* THE TASK: Copy the rows word for word, from the line containing "What bounding box corresponds to the gold" through the end of the rows, and leave out the pictures.

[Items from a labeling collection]
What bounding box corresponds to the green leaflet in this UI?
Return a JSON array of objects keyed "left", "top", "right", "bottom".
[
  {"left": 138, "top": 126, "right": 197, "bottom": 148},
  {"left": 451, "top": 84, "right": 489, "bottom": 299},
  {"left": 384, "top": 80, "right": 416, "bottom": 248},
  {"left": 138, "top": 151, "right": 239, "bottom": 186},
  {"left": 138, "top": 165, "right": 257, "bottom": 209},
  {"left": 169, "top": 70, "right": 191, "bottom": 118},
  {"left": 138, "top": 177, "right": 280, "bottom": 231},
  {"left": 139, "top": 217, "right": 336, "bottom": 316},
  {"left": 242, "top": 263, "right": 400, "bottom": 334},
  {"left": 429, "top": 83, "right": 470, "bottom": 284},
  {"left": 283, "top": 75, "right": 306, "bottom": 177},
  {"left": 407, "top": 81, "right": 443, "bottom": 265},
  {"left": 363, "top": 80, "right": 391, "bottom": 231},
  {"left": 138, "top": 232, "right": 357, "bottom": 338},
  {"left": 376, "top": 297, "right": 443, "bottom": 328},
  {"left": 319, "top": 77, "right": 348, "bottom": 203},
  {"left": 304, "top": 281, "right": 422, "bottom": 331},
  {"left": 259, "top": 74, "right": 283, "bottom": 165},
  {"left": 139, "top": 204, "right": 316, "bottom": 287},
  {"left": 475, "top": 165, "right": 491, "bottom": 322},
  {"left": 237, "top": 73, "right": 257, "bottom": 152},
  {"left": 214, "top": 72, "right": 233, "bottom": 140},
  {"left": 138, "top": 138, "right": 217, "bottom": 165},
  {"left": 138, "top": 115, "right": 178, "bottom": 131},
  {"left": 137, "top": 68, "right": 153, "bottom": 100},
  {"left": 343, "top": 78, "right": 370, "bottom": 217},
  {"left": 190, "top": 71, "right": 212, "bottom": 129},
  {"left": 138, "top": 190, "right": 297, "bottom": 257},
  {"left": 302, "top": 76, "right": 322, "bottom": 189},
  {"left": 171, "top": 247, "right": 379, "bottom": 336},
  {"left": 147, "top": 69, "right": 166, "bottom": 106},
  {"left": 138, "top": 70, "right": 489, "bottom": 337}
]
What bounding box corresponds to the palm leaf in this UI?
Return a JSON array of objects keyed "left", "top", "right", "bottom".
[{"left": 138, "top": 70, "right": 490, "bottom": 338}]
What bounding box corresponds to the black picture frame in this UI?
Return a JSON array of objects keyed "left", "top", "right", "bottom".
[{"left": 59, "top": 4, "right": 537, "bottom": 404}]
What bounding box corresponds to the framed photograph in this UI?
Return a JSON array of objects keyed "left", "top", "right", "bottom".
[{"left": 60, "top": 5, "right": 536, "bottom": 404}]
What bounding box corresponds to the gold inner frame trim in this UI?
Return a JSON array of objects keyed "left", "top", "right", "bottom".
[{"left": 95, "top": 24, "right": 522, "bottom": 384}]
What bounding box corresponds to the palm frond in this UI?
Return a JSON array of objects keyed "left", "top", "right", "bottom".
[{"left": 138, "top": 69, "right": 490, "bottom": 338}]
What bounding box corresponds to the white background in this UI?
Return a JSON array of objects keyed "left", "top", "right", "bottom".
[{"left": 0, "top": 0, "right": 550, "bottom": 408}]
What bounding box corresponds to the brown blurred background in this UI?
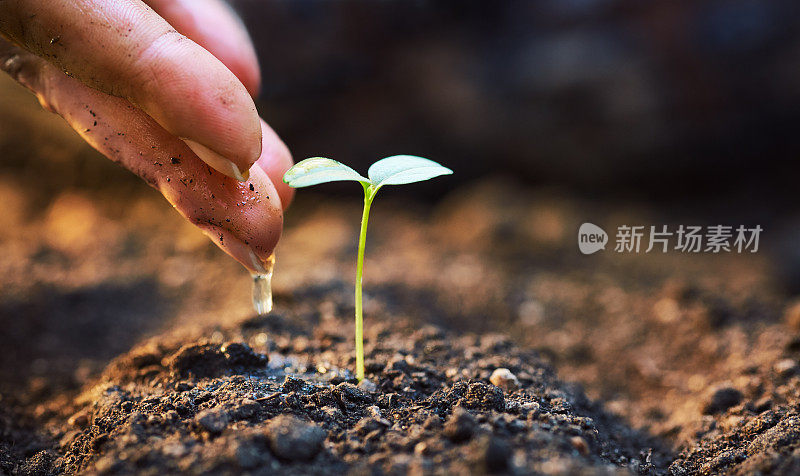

* RESULT OF THIS TASK:
What bounding box corresponds to the gold inner frame trim in this UI?
Return a JSON array of objects keyed "left", "top", "right", "bottom".
[{"left": 95, "top": 24, "right": 522, "bottom": 384}]
What bounding box corresponds to the palm frond in this UI?
Return a JSON array of objects keyed "left", "top", "right", "bottom".
[{"left": 138, "top": 69, "right": 490, "bottom": 338}]
What bounding box corresponds to the white background in this UI?
Return a JSON array of objects keyed "left", "top", "right", "bottom".
[{"left": 0, "top": 0, "right": 550, "bottom": 408}]
What bounding box corresponds to the brown blurred background in this UI?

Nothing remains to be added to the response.